[Position identification records]
>>
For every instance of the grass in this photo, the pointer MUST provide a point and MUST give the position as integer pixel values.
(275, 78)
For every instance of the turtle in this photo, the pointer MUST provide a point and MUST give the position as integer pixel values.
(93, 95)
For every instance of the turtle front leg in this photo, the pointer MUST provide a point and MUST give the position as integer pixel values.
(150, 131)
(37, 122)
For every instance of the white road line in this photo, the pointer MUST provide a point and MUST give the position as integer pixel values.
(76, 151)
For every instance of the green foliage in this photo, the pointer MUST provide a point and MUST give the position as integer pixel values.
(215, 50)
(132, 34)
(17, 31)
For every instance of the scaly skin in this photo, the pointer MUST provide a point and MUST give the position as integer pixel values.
<<
>>
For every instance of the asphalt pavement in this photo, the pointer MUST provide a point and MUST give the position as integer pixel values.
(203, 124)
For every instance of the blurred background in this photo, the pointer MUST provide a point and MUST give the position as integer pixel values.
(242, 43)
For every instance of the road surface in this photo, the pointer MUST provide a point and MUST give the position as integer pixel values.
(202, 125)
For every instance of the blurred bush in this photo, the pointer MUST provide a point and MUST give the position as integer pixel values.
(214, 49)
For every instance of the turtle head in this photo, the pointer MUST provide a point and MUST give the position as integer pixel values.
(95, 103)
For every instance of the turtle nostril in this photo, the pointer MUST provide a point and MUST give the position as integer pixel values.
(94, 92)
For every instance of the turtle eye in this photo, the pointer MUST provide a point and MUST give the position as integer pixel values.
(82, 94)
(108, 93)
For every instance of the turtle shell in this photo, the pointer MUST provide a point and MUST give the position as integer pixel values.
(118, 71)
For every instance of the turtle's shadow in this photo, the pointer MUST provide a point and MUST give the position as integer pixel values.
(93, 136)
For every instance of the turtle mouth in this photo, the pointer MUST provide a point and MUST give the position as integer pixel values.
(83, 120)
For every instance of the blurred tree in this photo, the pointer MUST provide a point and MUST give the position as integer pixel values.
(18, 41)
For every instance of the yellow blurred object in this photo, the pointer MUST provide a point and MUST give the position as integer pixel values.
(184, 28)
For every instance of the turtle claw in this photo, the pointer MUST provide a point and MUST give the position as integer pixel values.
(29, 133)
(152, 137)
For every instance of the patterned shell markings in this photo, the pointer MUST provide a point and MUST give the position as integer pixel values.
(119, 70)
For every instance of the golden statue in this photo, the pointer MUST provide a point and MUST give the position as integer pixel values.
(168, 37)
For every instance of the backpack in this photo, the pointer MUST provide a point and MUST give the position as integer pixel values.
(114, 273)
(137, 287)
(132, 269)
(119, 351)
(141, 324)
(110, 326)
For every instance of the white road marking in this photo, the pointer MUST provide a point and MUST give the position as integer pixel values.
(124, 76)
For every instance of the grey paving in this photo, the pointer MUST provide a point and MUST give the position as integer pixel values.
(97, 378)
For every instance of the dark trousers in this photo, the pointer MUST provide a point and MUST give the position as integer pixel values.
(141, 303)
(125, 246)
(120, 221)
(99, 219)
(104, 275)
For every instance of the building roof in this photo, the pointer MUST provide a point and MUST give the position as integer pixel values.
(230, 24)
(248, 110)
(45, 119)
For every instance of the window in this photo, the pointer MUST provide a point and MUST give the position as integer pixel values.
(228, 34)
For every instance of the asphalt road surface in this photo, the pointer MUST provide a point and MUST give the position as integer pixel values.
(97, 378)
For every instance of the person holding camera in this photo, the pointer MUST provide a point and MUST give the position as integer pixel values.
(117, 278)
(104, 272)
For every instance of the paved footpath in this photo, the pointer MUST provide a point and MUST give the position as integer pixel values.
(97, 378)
<<
>>
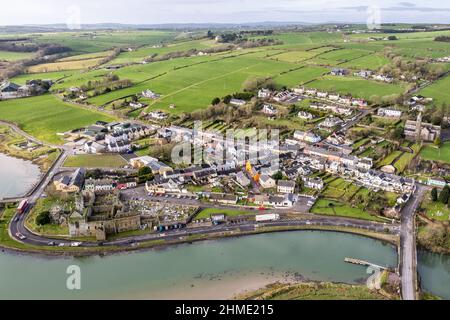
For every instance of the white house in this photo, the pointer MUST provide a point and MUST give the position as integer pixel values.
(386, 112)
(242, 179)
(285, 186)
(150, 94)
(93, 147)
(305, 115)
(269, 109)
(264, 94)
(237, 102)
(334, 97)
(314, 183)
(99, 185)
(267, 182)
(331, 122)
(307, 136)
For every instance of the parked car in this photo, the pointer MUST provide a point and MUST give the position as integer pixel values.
<<
» EXERCISE DESCRIPTION
Pick out every line in the items above that contains the word "shell", and copy each one. Case counts.

» FINISHED ANSWER
For every instance of the turtle shell in this photo, the pointer MUST provide a point and MUST give the position as integer pixel values.
For every instance of the patterned shell markings in this photo, the pointer MUST provide a point and MUST give the position as integer pixel values.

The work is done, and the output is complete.